==== DATASET RECORDS

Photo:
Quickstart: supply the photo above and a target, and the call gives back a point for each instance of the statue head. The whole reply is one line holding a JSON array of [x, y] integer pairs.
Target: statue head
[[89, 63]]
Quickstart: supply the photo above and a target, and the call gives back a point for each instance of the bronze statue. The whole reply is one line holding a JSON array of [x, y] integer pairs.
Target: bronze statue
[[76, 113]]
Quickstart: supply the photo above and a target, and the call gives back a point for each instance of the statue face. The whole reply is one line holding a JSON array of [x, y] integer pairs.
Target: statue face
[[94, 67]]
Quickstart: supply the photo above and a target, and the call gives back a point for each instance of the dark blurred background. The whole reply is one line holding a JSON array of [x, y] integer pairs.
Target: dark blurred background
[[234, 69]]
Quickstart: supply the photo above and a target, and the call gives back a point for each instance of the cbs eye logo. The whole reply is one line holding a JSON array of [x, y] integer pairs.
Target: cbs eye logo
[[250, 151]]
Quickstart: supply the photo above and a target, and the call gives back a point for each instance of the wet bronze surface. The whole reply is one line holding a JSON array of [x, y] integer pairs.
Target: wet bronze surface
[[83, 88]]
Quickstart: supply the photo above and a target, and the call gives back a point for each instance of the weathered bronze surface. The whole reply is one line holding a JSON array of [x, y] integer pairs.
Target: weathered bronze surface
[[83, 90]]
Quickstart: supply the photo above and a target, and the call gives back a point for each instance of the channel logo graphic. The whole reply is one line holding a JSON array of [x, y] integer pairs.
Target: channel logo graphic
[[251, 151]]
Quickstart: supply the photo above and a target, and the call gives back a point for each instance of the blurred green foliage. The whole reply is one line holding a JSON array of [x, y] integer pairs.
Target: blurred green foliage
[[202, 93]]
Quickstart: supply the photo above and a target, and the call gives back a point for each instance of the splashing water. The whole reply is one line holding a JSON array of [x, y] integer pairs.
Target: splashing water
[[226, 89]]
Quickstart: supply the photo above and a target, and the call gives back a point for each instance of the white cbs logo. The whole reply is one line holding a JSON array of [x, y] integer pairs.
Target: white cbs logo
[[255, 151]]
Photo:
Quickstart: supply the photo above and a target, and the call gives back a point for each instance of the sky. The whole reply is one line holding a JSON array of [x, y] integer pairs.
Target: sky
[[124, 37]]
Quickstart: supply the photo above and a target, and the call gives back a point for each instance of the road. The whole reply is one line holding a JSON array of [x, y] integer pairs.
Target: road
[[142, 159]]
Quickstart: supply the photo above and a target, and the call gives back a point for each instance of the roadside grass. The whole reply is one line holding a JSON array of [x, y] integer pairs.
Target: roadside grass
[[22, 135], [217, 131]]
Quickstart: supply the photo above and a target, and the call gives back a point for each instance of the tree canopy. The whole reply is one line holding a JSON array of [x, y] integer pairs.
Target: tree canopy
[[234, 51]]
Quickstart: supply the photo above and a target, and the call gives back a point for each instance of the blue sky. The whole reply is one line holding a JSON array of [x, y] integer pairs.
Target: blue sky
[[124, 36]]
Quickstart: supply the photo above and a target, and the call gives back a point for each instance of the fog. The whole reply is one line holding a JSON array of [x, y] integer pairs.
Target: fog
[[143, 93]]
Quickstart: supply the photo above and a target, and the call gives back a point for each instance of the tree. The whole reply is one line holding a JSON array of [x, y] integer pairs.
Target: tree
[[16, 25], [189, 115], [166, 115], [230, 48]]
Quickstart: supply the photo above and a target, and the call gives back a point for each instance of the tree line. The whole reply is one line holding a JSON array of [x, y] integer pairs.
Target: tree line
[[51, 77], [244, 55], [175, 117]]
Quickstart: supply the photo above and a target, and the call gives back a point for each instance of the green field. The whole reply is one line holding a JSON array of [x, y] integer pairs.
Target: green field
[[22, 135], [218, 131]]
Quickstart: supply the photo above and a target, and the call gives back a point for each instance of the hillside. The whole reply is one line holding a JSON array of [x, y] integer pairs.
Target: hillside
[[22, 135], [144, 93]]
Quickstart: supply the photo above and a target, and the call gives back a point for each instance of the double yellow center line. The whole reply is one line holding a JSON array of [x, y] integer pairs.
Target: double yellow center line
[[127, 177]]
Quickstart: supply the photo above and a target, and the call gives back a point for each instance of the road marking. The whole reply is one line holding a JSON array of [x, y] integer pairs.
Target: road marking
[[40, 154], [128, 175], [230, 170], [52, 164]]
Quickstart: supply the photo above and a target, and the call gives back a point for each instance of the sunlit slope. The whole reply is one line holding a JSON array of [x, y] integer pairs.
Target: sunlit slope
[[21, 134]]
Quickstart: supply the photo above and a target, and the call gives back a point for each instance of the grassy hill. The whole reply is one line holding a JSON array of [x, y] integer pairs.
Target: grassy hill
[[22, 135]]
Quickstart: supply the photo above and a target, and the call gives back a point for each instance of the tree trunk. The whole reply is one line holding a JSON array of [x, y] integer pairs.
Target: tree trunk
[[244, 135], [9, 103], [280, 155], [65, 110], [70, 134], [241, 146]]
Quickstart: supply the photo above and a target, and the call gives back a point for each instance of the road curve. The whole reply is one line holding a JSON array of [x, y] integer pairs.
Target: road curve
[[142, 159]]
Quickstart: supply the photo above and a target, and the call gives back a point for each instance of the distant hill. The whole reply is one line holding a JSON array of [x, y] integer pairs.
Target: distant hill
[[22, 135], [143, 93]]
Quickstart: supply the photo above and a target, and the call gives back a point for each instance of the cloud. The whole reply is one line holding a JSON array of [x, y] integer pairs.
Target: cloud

========

*WHAT THIS TASK INVOLVES*: Please write out exactly the lines from the start of the data through the line that contains "the cbs eye", both ends included, and nothing else.

*YOUR SOLUTION*:
Photo:
Quickstart: supply the photo above and a target, and the call gives back a point for each instance of the statue head. The whole reply is one line holding a JSON array of [x, y] integer pairs.
Target: statue head
[[89, 63]]
Quickstart: supply the photo above and a target, and the call gives back a point for each instance of the bronze statue. The whole reply is one line holding a JSON array of [x, y] integer pairs.
Target: bronze statue
[[76, 113]]
Quickstart: supply the photo above and a target, and the call gives back a point for each instance of the statue face. The whole reply is one line holding a JSON array of [x, y] integer pairs.
Target: statue face
[[94, 67]]
Quickstart: supply the photo above and a target, and the call gives back a point for each instance of the dark blurred background. The whole reply is one line holding a JSON array of [x, y] integer pairs.
Target: dark blurred background
[[234, 69]]
Quickstart: supply the photo above and a target, and the call gives back a point for each instance of the cbs eye logo. The whole reply is one line holding a JSON array of [x, y] integer pairs.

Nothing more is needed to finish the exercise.